» **Instructions to follow**: Please show every line of the listing below that contains the word "floor", copying each such line in full. Case counts.

» **Records supplied**:

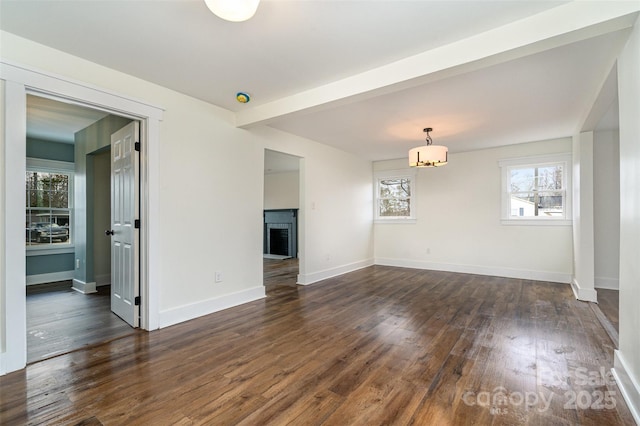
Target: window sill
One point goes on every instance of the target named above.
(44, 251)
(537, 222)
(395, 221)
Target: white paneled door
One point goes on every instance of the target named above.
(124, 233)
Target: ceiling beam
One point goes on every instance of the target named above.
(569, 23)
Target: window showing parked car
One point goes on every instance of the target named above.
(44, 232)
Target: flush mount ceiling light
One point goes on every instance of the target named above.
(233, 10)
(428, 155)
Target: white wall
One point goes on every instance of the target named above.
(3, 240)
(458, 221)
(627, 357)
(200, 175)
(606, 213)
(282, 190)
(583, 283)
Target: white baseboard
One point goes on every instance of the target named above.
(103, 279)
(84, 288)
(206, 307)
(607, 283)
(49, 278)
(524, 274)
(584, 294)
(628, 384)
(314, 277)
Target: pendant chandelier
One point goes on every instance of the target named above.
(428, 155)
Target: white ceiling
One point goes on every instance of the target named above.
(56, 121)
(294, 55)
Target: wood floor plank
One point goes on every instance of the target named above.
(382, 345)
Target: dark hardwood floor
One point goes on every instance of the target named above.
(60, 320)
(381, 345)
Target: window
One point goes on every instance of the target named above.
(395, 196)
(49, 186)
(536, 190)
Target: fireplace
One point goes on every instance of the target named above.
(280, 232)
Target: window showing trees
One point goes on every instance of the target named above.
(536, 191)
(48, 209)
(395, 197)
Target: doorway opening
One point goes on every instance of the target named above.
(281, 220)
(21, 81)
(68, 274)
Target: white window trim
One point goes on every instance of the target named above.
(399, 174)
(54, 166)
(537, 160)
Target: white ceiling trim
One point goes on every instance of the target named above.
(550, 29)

* * *

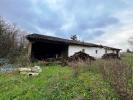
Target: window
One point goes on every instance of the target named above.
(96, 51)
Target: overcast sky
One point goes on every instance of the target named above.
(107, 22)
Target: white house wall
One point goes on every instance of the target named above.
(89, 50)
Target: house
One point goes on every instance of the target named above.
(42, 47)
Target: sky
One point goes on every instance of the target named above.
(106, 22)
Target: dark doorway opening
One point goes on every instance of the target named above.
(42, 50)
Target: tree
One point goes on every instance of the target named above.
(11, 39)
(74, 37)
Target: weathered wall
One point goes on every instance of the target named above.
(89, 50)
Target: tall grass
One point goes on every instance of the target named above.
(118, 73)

» **Answer to the task**:
Target: wood floor plank
Target: dark hardwood floor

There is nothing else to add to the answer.